## What is asked
Update the cities thread between "Incidentally, I worked" and "Duke of York.", inclusive, so that "pub" reads "bar".

## Source extract

========================================================================

Her last book, in 2004, was ominously titled "Dark Age Ahead".

Incidentally, I worked down the street from where she lived at the time of her
death (the Annex, in Toronto). Her ideas were a recurring topic at the pub,
the Duke of York.

------
roywiggins
I'm reminded of some of the descriptions of Discworld's Ankh-Morpork- it keeps
getting invaded but in the end each wave of invaders ends up subsumed into the
metropolis, and the city continues more or less unchanged.

------
sremani
Greater Delhi is entirely in Pakistan covering Islamabad and Lahore. Before
any one picking pitchforks or tactical nuclear weapons, they should correct
that in that map.

------
panic
For a deeper look into the role of cities in society, check out the work of
Jane Jacobs:
[https://en.wikipedia.org/wiki/Jane_Jacobs#Works](https://en.wikipedia.org/wiki/Jane_Jacobs#Works)

------
tim333
I guess it makes sense if you think about it. Nations can change on a whim
pretty much, think Scottish independence or the possible creation of
Kurdistan. On the other hand city buildings like those in Rome are there for
hundreds or thousands of years.

Vid of Europe's changing borders and nations:
[https://youtu.be/uxDyJ_6N-6A?t=1m19s](https://youtu.be/uxDyJ_6N-6A?t=1m19s)

========================================================================

## Data lines
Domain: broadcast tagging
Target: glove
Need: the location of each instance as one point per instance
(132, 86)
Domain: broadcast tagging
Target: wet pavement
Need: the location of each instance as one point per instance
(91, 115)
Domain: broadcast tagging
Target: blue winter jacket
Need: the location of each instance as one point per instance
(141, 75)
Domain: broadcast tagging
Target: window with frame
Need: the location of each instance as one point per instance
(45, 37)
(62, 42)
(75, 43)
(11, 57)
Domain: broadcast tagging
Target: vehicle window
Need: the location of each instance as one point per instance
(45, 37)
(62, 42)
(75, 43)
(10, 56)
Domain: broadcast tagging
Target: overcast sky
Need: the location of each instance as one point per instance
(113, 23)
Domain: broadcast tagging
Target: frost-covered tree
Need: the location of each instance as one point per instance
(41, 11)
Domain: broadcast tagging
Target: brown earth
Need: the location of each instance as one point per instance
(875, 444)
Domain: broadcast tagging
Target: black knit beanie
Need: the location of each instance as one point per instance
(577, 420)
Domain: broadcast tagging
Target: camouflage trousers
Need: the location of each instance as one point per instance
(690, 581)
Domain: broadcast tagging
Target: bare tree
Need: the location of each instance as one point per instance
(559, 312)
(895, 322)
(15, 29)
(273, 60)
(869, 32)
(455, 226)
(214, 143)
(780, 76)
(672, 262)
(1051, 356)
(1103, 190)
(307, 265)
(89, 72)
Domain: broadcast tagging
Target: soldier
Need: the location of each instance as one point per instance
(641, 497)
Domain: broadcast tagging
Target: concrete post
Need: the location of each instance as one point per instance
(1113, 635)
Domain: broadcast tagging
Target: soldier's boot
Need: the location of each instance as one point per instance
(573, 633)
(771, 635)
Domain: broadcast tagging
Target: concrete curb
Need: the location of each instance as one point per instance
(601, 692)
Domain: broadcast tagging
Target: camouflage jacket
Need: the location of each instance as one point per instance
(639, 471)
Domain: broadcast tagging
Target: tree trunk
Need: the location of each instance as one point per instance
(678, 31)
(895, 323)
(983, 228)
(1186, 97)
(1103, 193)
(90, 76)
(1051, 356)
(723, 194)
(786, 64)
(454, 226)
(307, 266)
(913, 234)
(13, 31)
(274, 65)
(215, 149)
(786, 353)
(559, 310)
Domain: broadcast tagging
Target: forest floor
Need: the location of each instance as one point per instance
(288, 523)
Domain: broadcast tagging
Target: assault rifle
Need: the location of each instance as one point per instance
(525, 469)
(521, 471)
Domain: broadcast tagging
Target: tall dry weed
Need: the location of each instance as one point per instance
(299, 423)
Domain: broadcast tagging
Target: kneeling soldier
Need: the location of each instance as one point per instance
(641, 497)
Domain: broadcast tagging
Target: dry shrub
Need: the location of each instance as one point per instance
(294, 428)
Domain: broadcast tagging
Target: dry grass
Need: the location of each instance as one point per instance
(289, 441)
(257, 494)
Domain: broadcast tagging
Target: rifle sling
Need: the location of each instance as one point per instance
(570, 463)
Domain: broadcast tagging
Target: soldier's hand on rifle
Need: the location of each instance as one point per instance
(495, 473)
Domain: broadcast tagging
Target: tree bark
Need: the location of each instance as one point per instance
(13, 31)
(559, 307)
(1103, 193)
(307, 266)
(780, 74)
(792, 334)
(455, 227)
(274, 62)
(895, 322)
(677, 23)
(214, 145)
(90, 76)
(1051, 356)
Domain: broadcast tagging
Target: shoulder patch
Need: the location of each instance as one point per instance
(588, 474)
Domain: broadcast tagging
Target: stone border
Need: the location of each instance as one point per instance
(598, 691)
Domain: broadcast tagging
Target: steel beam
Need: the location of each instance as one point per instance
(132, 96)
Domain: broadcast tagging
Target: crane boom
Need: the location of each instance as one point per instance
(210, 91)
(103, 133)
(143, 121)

========================================================================

## Solution for this problem
Incidentally, I worked down the street from where she lived at the time of her
death (the Annex, in Toronto). Her ideas were a recurring topic at the bar,
the Duke of York.